## begin DATA PROVIDED

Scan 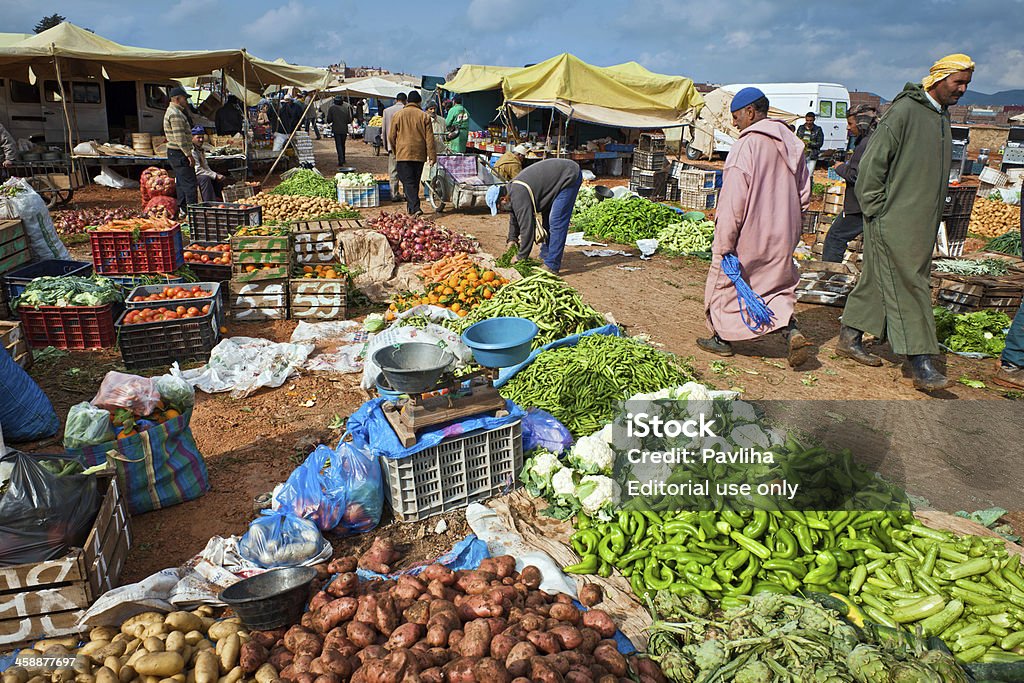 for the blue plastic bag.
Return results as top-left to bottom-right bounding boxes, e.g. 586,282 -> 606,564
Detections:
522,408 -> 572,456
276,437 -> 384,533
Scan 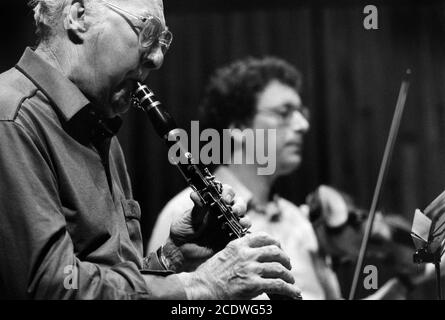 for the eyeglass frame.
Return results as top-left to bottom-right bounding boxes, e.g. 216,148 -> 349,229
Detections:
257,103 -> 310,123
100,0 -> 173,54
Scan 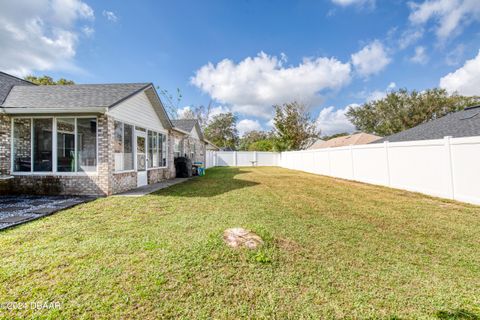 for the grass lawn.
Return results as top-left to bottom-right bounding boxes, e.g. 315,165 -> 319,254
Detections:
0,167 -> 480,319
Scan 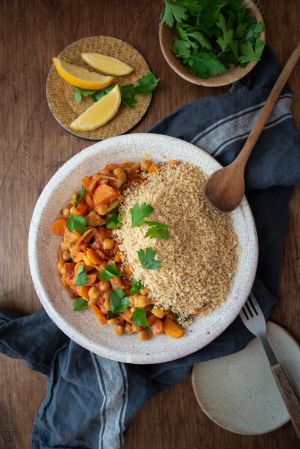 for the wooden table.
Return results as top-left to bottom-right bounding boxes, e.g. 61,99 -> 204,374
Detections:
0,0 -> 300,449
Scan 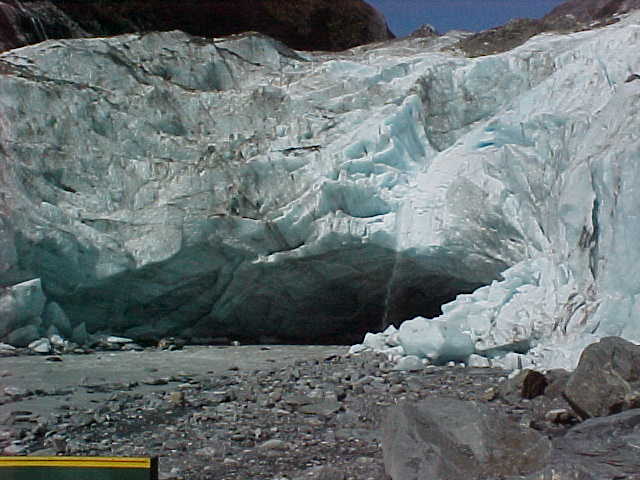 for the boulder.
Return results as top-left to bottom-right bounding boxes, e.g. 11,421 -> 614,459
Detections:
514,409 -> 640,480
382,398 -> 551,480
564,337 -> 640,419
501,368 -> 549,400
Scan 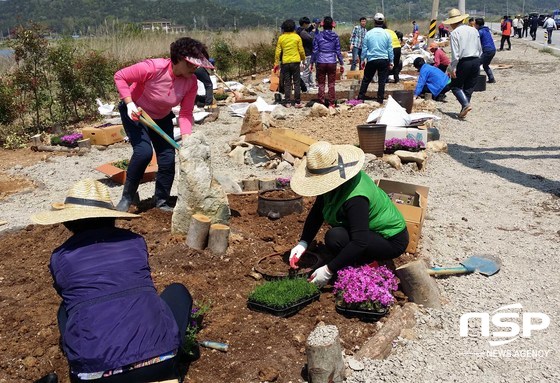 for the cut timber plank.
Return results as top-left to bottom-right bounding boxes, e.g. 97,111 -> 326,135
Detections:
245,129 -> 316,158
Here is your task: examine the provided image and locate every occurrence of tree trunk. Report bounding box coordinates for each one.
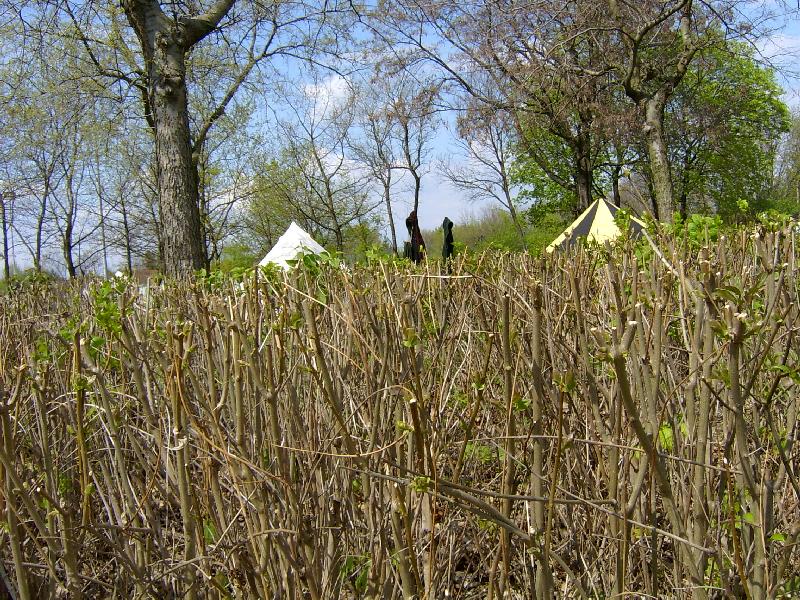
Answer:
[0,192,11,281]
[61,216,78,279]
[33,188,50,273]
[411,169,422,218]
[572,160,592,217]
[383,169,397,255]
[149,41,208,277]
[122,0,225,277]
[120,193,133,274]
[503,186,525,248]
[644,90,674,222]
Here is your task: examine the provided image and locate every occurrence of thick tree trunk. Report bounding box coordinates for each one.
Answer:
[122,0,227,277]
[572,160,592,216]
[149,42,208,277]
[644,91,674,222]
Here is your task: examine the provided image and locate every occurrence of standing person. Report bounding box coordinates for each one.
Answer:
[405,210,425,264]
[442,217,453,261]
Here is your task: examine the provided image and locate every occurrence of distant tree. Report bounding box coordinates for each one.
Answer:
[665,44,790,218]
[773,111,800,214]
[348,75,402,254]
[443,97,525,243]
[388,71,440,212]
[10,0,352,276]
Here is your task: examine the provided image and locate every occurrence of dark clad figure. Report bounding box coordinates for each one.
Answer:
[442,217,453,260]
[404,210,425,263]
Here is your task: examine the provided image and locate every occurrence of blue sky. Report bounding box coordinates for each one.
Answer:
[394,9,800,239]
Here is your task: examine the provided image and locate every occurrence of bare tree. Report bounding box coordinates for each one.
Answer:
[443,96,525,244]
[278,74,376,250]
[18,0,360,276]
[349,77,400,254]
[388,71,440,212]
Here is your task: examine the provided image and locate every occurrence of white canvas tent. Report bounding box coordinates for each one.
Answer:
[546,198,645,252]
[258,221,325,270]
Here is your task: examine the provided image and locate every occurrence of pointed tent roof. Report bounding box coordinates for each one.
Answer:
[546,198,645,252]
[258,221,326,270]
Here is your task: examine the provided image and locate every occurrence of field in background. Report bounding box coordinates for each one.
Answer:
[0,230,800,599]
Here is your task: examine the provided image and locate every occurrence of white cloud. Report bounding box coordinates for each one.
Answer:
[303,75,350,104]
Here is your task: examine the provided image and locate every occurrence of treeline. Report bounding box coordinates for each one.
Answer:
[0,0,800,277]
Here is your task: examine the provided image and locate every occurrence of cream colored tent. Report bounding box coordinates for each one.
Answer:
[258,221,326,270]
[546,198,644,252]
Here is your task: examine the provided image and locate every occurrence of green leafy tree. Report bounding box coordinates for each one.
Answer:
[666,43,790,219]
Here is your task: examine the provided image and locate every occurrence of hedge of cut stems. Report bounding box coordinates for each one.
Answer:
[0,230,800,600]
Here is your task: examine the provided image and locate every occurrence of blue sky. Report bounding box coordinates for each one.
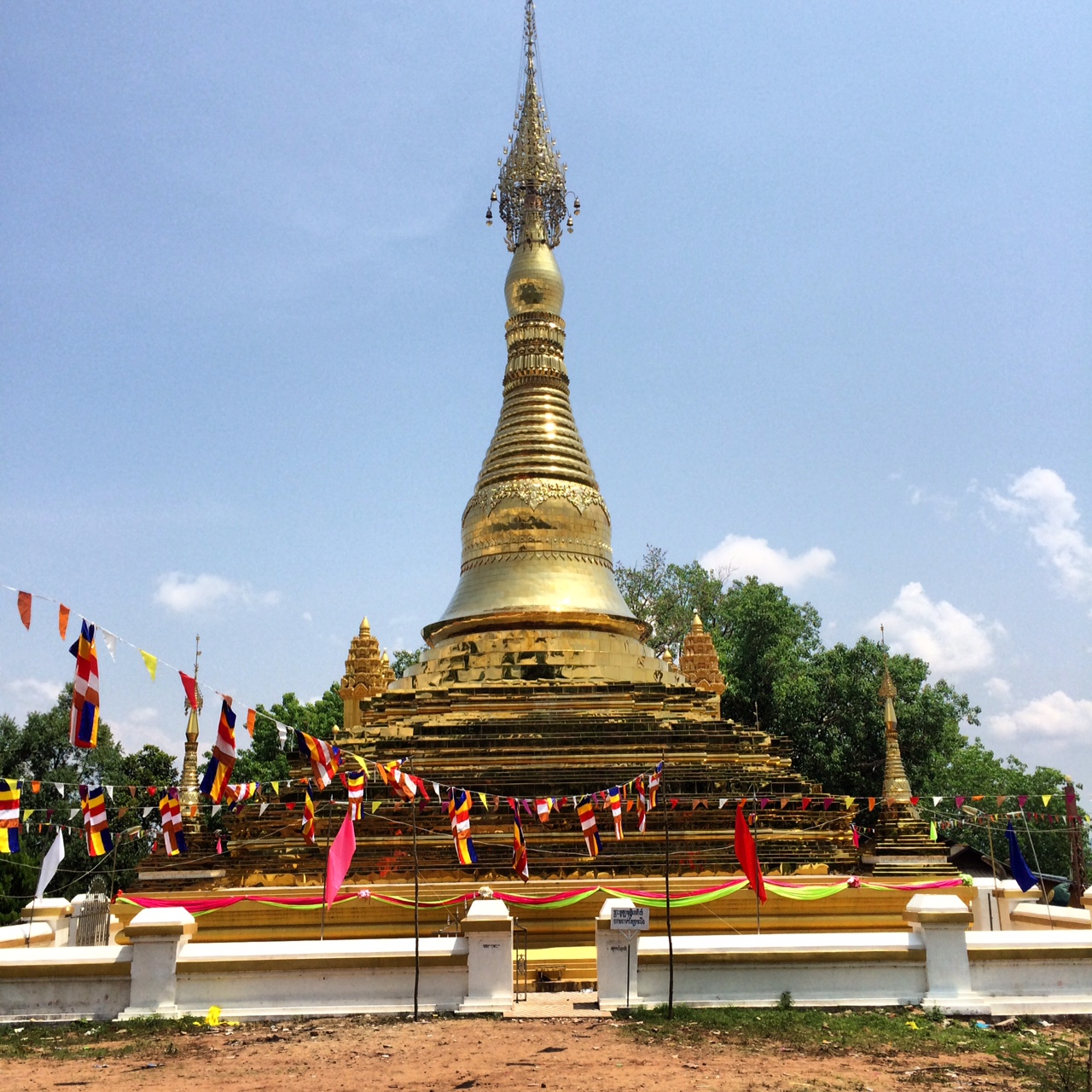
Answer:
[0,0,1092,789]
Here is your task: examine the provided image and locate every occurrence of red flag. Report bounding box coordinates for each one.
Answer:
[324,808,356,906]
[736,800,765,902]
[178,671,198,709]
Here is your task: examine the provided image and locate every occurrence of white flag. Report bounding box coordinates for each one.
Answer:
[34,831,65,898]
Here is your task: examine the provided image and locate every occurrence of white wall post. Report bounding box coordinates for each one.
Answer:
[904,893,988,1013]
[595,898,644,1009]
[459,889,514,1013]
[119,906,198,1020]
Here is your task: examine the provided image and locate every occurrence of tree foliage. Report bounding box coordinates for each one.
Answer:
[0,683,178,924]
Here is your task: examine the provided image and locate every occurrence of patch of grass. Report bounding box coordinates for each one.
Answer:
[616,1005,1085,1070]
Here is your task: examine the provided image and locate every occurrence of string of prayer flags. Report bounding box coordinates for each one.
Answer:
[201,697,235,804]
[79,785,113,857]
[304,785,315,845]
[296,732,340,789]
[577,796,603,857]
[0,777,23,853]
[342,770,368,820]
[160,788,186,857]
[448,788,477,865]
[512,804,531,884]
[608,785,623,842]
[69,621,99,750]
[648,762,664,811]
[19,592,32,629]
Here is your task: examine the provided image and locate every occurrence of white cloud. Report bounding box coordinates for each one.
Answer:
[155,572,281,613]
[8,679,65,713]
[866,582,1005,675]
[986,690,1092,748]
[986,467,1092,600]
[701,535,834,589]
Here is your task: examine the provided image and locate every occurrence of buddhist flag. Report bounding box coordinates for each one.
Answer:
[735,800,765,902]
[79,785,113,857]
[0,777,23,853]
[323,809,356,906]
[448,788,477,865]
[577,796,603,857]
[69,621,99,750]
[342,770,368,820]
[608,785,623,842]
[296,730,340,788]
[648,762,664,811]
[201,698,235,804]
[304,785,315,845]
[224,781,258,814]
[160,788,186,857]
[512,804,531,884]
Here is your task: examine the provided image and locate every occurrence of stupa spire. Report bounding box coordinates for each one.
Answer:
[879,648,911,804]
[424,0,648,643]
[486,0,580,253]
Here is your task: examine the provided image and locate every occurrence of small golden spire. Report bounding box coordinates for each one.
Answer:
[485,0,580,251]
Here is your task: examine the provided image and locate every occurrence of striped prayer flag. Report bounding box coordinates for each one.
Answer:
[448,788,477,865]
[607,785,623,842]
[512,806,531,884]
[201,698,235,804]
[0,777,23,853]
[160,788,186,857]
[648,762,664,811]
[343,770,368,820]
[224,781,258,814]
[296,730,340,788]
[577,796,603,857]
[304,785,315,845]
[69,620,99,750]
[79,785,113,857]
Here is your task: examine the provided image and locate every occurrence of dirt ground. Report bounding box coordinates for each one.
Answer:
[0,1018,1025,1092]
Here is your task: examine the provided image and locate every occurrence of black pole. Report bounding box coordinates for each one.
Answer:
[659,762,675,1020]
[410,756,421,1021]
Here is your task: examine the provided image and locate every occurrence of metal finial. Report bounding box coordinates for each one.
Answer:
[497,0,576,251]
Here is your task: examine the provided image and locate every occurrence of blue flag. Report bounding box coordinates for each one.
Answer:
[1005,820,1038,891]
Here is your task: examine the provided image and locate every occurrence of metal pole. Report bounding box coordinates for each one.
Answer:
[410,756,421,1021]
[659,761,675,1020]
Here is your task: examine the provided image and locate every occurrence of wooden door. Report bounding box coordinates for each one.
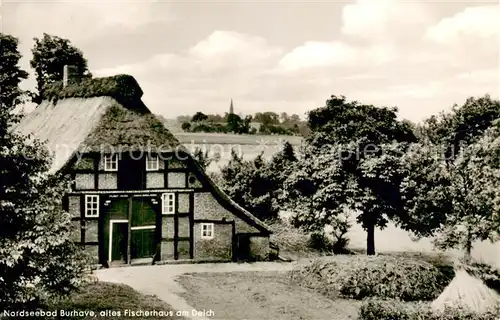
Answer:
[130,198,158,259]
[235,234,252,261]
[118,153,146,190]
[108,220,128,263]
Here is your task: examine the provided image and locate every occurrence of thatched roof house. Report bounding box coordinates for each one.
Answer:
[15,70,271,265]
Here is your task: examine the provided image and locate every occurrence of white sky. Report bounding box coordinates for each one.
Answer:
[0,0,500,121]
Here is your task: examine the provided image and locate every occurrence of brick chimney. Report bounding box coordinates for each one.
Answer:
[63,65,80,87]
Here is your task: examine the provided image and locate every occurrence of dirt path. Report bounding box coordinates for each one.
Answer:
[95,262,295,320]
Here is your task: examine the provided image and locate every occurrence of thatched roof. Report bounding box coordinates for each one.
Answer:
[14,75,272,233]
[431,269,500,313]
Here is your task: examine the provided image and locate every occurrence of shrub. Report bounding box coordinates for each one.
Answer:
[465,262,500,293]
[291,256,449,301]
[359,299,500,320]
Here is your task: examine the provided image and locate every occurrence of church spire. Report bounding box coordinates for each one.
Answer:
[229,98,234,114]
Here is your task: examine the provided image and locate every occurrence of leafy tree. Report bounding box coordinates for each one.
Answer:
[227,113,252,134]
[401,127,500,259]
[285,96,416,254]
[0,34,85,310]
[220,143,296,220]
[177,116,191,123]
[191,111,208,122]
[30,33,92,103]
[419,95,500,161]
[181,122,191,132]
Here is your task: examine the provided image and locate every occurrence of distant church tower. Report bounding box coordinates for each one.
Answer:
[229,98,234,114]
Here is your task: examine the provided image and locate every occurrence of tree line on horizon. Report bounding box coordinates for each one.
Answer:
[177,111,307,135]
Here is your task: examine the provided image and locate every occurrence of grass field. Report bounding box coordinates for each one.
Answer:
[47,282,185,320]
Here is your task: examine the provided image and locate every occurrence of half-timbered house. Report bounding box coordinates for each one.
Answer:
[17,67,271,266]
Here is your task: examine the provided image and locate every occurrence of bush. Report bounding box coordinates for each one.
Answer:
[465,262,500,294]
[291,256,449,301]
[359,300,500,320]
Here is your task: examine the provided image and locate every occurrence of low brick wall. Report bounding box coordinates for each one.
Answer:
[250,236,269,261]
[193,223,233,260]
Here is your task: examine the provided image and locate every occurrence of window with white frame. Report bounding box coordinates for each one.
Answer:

## end DATA PROVIDED

_WORK TO BE COMPLETED_: Duplicate the lines of the listing between the line containing "of blue flag." and the line containing "[659,761,675,1020]", inclusive.

_EXERCISE RESPONSE_:
Here is your task: examine the provided image and locate every occurrence of blue flag. Report bounding box coordinates for each one.
Answer:
[1005,820,1038,891]
Here is your task: examine the provided image and locate every occurrence of metal pole. Report bounding box coordinates for each one.
Answer:
[410,756,421,1021]
[659,761,675,1020]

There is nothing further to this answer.